-- Directions for this task --
Take the entries below and print, exactly, the stretch from the line containing "flying bird in the photo above." through the line containing "streak in the photo above.", both included.

(Source data)
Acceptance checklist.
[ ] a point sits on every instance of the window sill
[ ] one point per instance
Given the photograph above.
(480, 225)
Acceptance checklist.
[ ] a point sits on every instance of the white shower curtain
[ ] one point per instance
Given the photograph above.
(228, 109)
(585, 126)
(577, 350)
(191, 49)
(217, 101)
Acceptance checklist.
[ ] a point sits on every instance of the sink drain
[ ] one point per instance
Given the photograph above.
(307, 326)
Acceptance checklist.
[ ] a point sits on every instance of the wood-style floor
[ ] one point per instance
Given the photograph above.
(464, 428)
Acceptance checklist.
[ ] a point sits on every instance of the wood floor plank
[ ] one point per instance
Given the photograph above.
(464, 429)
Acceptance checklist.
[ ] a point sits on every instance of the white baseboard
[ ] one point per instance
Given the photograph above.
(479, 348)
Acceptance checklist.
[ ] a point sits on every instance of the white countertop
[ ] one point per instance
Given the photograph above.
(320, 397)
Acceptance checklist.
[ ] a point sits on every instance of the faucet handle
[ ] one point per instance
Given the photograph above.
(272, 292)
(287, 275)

* * *

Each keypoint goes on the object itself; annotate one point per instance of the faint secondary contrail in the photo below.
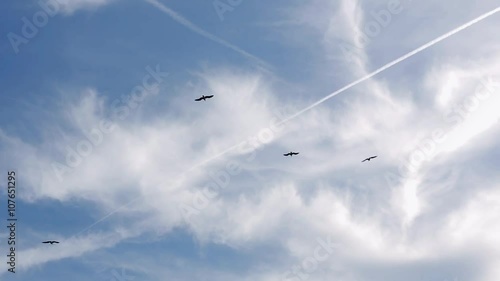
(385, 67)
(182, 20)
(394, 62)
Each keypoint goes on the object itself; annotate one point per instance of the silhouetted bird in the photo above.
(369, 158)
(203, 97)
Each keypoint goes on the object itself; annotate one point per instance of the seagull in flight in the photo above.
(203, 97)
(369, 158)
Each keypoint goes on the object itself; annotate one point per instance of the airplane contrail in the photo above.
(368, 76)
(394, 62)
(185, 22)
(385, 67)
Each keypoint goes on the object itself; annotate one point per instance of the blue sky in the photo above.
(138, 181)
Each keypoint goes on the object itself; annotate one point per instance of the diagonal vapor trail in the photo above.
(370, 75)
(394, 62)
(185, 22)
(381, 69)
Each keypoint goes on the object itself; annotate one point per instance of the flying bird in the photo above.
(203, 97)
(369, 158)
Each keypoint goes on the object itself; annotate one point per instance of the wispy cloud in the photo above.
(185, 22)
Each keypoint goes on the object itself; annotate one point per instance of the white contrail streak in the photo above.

-- Written response --
Each keypoint goes on the object itself; annotate one point per instance of the flying bird in the photo above.
(203, 97)
(369, 158)
Each keypoint goes on the object itself; annotate one point per instance of the wispy cloud in the photo above.
(185, 22)
Each keypoint goes on the object itself; annotate one point per instance of the white contrail streak in the photo above.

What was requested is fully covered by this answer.